Contour annotation records.
__________________________________________________

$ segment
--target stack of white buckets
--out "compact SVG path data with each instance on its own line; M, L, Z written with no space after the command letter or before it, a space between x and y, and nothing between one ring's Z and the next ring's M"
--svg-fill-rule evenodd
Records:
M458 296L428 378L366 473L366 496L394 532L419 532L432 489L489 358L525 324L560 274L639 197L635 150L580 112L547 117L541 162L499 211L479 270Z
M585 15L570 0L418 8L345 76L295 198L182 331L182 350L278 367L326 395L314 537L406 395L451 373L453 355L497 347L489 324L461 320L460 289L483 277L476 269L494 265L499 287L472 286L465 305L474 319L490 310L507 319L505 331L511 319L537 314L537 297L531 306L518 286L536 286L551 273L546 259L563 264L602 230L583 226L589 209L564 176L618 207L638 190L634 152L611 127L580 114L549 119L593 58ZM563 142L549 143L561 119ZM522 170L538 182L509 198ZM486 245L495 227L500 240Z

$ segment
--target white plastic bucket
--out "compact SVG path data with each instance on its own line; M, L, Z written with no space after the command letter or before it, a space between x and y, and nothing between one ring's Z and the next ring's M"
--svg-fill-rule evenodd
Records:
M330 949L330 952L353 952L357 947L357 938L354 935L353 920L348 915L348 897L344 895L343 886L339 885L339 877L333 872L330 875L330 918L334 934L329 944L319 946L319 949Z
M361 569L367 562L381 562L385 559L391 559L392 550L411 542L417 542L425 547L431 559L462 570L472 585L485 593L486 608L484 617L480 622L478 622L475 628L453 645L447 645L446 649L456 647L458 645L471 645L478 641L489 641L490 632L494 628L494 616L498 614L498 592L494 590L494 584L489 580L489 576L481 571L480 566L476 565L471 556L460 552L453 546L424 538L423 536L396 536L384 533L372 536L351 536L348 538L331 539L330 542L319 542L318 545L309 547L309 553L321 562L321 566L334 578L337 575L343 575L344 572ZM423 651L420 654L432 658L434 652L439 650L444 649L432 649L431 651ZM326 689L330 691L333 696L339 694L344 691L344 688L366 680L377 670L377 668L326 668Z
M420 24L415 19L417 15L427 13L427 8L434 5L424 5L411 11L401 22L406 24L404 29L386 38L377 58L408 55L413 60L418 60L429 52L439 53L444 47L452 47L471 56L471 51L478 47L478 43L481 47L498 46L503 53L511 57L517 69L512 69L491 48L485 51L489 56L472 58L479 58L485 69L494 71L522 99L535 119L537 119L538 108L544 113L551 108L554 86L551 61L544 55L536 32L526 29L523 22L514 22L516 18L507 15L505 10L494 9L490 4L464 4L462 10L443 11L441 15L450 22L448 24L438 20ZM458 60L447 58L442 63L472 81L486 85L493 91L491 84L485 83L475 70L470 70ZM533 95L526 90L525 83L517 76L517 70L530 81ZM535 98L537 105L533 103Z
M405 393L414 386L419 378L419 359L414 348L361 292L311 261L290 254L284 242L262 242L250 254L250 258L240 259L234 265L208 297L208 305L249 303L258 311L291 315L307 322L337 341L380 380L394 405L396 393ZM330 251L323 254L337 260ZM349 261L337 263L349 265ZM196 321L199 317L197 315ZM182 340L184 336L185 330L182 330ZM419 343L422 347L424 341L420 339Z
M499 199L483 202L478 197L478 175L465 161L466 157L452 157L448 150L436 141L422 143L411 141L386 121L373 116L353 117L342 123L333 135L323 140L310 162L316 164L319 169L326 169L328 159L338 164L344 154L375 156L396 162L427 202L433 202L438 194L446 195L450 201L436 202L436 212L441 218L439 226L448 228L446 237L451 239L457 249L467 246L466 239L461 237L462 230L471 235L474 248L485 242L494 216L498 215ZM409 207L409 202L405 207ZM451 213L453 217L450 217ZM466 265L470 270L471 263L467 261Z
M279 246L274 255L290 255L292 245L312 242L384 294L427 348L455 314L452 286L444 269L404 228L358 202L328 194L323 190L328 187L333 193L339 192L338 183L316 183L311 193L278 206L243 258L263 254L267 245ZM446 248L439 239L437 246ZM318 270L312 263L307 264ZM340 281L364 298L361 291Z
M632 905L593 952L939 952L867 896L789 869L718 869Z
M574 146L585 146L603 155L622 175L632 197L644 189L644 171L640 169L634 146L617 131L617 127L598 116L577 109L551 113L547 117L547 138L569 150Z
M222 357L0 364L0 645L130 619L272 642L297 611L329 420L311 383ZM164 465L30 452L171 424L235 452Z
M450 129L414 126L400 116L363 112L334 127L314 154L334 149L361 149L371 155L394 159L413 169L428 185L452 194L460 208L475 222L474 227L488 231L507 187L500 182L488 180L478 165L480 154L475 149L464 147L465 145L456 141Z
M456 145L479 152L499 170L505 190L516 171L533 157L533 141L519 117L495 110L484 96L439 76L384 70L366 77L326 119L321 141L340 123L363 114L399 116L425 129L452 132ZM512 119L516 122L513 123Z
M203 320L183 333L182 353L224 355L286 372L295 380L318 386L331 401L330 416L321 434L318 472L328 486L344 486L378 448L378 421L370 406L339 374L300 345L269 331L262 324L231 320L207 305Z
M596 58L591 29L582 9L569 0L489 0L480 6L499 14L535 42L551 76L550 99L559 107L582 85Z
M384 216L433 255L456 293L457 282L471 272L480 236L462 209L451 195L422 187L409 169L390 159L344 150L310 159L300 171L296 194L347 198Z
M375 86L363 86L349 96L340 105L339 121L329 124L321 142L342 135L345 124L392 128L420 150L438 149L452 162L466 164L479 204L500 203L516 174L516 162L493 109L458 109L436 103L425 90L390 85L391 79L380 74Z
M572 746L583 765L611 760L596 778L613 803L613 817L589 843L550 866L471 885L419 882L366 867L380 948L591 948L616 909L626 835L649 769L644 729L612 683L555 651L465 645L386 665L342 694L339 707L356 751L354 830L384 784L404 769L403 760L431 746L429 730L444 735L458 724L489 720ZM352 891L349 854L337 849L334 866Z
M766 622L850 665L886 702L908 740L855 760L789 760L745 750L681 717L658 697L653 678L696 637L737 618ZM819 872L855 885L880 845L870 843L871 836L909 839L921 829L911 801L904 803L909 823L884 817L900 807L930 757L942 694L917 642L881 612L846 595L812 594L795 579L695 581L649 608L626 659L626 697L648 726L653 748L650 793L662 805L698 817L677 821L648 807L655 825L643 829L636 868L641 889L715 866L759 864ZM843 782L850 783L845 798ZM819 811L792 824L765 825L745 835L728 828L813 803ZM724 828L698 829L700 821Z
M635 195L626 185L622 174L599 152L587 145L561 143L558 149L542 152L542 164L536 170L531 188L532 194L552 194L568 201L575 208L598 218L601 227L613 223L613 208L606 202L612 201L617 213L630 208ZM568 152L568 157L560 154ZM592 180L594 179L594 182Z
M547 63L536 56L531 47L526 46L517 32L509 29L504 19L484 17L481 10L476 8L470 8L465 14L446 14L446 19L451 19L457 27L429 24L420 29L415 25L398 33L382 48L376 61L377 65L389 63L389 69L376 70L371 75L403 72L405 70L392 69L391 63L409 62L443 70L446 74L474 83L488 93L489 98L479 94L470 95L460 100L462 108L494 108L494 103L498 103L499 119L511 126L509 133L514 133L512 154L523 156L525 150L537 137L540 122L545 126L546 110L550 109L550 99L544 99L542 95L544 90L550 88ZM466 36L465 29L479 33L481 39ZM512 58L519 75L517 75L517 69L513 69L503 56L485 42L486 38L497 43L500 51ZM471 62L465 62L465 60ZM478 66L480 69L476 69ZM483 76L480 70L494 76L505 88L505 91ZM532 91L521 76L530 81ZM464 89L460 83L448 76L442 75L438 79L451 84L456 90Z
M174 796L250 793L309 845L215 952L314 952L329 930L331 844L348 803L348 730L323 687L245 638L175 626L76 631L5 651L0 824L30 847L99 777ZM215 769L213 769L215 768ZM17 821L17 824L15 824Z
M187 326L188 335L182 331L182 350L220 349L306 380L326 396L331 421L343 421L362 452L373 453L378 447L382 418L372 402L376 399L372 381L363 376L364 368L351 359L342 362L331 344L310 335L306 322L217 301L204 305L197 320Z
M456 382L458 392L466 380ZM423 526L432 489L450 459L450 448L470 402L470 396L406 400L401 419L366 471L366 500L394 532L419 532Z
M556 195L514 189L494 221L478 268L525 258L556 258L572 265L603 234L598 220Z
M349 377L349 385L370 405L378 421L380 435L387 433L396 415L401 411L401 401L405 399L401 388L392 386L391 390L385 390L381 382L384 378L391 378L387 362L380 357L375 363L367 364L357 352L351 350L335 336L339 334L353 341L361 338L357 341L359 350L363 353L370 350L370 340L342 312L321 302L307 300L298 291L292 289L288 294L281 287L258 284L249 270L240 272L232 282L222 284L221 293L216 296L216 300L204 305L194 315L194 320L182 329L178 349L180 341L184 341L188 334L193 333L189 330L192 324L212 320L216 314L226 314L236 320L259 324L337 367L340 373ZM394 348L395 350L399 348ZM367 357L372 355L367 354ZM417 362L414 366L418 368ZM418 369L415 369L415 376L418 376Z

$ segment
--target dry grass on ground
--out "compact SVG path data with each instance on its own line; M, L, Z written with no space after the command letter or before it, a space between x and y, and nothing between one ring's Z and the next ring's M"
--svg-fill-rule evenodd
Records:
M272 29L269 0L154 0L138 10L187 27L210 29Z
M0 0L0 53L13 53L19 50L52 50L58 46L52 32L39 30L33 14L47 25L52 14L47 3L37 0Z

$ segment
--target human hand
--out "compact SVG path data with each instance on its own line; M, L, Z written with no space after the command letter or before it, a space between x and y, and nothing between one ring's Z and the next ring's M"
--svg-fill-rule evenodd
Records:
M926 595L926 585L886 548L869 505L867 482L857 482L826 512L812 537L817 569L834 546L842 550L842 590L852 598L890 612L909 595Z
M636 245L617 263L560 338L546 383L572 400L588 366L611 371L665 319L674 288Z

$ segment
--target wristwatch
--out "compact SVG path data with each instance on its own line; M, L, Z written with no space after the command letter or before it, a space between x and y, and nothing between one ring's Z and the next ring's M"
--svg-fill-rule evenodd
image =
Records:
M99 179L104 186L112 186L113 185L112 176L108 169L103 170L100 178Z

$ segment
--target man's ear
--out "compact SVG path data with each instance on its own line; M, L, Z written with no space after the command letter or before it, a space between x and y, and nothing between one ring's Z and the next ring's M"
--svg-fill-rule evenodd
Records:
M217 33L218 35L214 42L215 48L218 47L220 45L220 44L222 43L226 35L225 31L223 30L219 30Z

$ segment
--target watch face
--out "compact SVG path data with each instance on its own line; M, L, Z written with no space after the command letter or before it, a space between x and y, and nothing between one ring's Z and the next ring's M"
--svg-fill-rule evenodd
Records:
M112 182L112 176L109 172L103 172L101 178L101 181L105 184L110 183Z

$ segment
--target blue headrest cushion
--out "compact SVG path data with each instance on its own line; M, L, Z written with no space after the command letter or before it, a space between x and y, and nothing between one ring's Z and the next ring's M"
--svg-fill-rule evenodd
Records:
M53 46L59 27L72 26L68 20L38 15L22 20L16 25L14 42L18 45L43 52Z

__________________________________________________

Task statement. Report each line of the records containing the word "white", treating uppercase and lowercase as different.

Output for this exercise.
--target stack of white buckets
--target white plastic bucket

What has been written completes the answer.